Task objective
Update the records below so that "takes a single marker" becomes "gets one marker" throughout, leaving everything else unchanged. Don't include the pictures in your answer.

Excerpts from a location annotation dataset
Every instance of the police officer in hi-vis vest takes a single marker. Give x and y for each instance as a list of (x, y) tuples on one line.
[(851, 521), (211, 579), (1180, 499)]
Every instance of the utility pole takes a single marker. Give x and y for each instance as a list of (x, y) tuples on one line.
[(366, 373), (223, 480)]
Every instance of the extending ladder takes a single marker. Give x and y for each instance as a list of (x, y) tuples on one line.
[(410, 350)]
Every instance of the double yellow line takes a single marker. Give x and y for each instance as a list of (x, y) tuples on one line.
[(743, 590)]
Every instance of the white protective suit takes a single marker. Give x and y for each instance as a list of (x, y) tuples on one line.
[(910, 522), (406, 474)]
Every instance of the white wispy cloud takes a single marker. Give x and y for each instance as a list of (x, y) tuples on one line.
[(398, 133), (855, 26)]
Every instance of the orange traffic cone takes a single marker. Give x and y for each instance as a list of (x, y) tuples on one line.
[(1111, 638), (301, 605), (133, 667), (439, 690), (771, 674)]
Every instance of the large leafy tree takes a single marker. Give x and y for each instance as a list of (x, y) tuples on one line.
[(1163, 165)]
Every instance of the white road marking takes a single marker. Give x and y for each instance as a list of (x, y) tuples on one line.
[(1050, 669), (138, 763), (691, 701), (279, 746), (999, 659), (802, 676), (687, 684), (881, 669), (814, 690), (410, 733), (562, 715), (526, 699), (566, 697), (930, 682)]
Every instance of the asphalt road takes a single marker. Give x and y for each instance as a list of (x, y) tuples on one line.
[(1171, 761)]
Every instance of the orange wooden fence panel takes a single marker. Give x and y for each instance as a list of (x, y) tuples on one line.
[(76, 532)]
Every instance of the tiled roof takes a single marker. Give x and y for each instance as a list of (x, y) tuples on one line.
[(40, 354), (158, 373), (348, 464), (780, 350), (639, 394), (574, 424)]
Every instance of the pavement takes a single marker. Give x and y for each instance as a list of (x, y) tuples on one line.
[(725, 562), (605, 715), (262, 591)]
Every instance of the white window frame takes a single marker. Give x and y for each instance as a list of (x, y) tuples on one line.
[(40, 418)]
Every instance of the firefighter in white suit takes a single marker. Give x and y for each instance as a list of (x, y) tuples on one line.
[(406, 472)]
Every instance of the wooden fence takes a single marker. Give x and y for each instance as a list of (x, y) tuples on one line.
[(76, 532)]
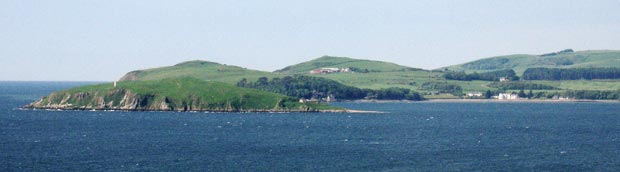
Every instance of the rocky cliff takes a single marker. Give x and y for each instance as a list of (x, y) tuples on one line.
[(172, 95)]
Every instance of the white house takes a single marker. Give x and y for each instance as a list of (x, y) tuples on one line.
[(507, 96), (503, 79), (474, 94)]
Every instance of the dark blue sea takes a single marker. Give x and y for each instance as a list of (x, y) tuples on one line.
[(421, 136)]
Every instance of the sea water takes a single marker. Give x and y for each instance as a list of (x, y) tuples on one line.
[(420, 136)]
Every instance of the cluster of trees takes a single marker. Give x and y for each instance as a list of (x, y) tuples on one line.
[(443, 87), (486, 76), (301, 86), (571, 74), (521, 86)]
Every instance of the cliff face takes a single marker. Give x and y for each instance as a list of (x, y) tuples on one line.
[(172, 95), (119, 99)]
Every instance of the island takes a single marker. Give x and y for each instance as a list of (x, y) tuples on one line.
[(175, 94)]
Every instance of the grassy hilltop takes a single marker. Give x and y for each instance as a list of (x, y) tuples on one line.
[(204, 70), (343, 62), (173, 94)]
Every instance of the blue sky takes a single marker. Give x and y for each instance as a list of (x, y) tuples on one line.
[(100, 40)]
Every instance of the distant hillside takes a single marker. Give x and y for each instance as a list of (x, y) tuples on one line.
[(343, 62), (197, 69), (562, 59), (182, 94)]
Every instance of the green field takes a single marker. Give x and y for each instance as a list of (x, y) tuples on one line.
[(209, 71), (343, 62), (520, 62), (380, 75)]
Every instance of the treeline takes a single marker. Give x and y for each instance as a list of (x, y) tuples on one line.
[(443, 87), (307, 87), (486, 76), (571, 74), (521, 86)]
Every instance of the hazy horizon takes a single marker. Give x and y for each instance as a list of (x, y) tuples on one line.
[(103, 40)]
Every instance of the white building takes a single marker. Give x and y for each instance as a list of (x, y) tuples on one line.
[(503, 79), (474, 94)]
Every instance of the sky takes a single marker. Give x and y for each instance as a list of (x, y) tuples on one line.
[(101, 40)]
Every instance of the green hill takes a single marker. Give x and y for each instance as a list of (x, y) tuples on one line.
[(205, 70), (343, 62), (182, 94), (562, 59)]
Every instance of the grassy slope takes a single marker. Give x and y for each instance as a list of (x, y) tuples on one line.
[(341, 62), (520, 62), (198, 69), (209, 94)]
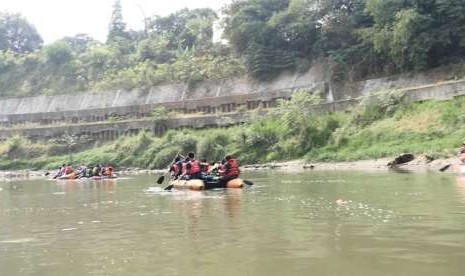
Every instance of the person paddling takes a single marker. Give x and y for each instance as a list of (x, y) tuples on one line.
[(192, 170), (176, 168), (461, 153), (229, 171)]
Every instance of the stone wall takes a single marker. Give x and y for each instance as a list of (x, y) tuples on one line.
[(214, 104)]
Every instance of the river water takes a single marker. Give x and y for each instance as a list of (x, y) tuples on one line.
[(315, 223)]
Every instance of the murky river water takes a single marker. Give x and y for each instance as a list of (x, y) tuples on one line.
[(334, 223)]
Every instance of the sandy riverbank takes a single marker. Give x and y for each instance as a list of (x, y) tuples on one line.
[(418, 164)]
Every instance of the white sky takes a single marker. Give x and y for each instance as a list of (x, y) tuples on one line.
[(55, 19)]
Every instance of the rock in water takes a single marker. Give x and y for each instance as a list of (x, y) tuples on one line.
[(401, 159)]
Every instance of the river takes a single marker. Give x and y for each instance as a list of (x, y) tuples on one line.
[(314, 223)]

Reply
Every instance of the police officer in hi-vis vest gets one marker. Give x and y for each instance as a list of (x, y) tuples on one line.
[(851, 521), (211, 579), (1180, 499)]
Every instance of the utility pole gets one marker. Give x and y for each instance as a list of (x, y) tuples on one line.
[(366, 373), (223, 480)]
Every instance of the extending ladder gets one marker. Give x and y for each instance as a list of (x, y) tuples on one line.
[(410, 350)]
Every instance of the double yellow line gets one marker. Give x and y for each instance as a list of (x, y) tuples on one line.
[(743, 590)]
Every instance of the white protective suit gets one marker. Give x and y for each instance as a list of (x, y) tuples on one line.
[(910, 522), (406, 474)]
Every instance of the white wispy cloud gets one marker. Give x and y for each instance as a list of (x, y) tuples on one line.
[(398, 133), (855, 26)]
Every instance of the orange traffic cone gets one marker. Give x and y for each instance as a list of (x, y) tuples on one line.
[(1111, 638), (301, 605), (133, 667), (439, 690), (771, 674)]
Every instance of the large leafy tree gets one marker. Give x and y for each instance as a list of (x, y) tuples on one line.
[(1163, 165)]
Every instance of the white road marking gets one marker. Give x and y for each instance as a list of (x, y) tuples on one line.
[(1050, 669), (138, 763), (691, 701), (279, 746), (999, 659), (802, 676), (687, 684), (881, 669), (814, 690), (410, 733), (562, 715), (526, 699), (566, 697), (930, 682)]
Every instance of the asphalt road gets one marker. Give x and y for each instance as a list of (x, y) tuples on one line.
[(1171, 761)]
Every instance of the orange wooden fence panel gets one marker. Give x and y for each instance as a list of (x, y) tuples on one line.
[(76, 532)]
Every instance of the tiled roof gets one marker. Give x and y for each instance as a list of (x, y) tuples on one line.
[(40, 354), (158, 373), (348, 464), (780, 350), (639, 394), (574, 424)]
Every instance of the pavement gets one marker. Give x and y for each instance as a list of (x, y) tuples on one line.
[(725, 562), (605, 715), (262, 591)]
Every instance of the white window frame gets one marker. Give x and y for each instance as a list of (x, y) tuples on one line.
[(40, 418)]
Every instance of the firefighter in white suit gets one marker. Give x and y for each instance as a list of (x, y) tuples on one line.
[(406, 472)]
Every instance of the wooden fence gets one marker. Give x and y for each instance as a list of (x, y) tuples on one line.
[(76, 532)]
Every instance of the rocky cliff gets one marker. Give x and y for each instance as a list of (x, y) tuples on one line.
[(172, 95)]
Every instance of the white house gets one marker. Give x and y for each instance as a list of (x, y) tuples on one line.
[(507, 96), (503, 79), (474, 94)]
Every instance of the dark blue sea gets one marker. Give x and y for each instance as a list of (x, y) tuples on one line.
[(421, 136)]
Every instance of the sea water gets one marker. Give x and y for each instance as a list of (x, y) tuples on one line.
[(420, 136)]
Every instance of the cluster of trees gets one marker. Give x and y for each instance as a list of (x, y) tuples on one line.
[(443, 87), (486, 76), (301, 86), (571, 74), (521, 86)]
Every instance of the cliff face gets one marker. Give x and y for each instance as a list of (x, y) tuples on one line.
[(172, 95), (119, 99)]
Every instance of the island gets one marker. Give x and y for each instance as a list of (x, y) tuples on one line.
[(175, 94)]
Every instance of the grassy hilltop gets one marker. Give x and y for each instance as a list of (x, y) tuples on one line.
[(204, 70), (343, 62), (173, 94)]
Every instance of the blue sky gets one marker. Give x and y for each instance as a list of (x, y) tuples on one line.
[(100, 40)]
Every instance of the distant hillside gets one marker. Give x and y for each instance as a list of (x, y) tuples on one line.
[(343, 62), (197, 69), (562, 59), (182, 94)]
Every instance of the green field gets one marker. Give x and y for each instance as a list of (x, y) tuples on one line.
[(209, 71), (343, 62), (520, 62), (380, 75)]
Every instance of the treeline gets one marker. Give x and y for each instance as a list of (x, y) tuples on one line.
[(443, 87), (307, 87), (486, 76), (571, 74), (521, 86)]
Every instance of the hazy horizon gets one marker. Give x and y for each instance as a list of (x, y) tuples on one line.
[(103, 40)]
Every instance of the white building gets one marker. Give x and y for each instance as a list of (x, y) tuples on one line.
[(503, 79), (474, 94)]
Every instance of the sky gets one marker. Give x and y for each instance as a list of (x, y) tuples on one line.
[(101, 40)]
Every instance of the green hill gets one marker. Give x and y for each instance as a list of (x, y) tuples on one line.
[(205, 70), (343, 62), (182, 94), (562, 59)]
Every instance of the grassy slope gets one marker. Give x and y for each instance as a list of (x, y) tuples on one line.
[(341, 62), (520, 62), (198, 69), (209, 94)]
Every instance of the person paddling gets one marker. Give x and y for each instance as a list of (x, y) tuples on one line.
[(192, 170), (176, 168), (461, 153), (229, 171)]
Every instance of the stone wall gets one marker. Give x and y for each instance as a list of (x, y) tuples on one line.
[(214, 104)]
Every instance of the river water gets one marker. Give x and y for each instance as a list of (x, y) tuples on one line.
[(315, 223)]
Every instance of the murky river water gets one marker. Give x and y for each instance as a list of (x, y) tuples on one line.
[(334, 223)]
Every instance of the sandy riverbank gets one marker. Give x and y for each instance as a list of (x, y) tuples on one line.
[(418, 164)]
Every instance of the white sky gets one marker. Give x and y for each instance as a list of (x, y) tuples on one line.
[(55, 19)]
Every instance of the rock in water gets one marker. Give x and y for each instance as a list of (x, y) tuples on one line.
[(401, 159)]
Every instance of the river gets one marker. Give x and y for each instance as a list of (x, y) tuples on one line.
[(314, 223)]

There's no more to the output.